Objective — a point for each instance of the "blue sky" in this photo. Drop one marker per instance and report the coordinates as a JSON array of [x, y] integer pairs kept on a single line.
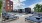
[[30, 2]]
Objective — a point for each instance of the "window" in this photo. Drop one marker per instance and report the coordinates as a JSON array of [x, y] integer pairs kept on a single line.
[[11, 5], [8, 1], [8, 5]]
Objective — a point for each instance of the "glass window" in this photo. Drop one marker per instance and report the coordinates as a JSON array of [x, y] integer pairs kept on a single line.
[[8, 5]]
※
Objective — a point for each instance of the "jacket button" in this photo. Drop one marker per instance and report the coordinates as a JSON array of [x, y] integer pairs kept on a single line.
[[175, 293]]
※
Exercise aim: Locate every line in the entries above that contains the word "Drop", and copy each such line in full.

Answer to this task:
Objective — a point for each instance of the "blue sky" in this photo. Drop one marker per instance and report the coordinates as a JSON array of [x, y] integer pairs kept on a single line.
Objective — a point for each instance of the "window" in this photo. Drop one marker per instance and report the coordinates as a JSON array of [x, y] integer pairs kept on a single line.
Objective — a point for each instance of the "glass window" in this photo. Drop one marker per instance and report the coordinates as a JSON array of [x, y] integer pairs kept on a single line.
Objective — a point for each instance of the "jacket button" in this photo. Drop one marker per instance and report the coordinates as a JSON array of [x, y] integer pairs kept on a single line.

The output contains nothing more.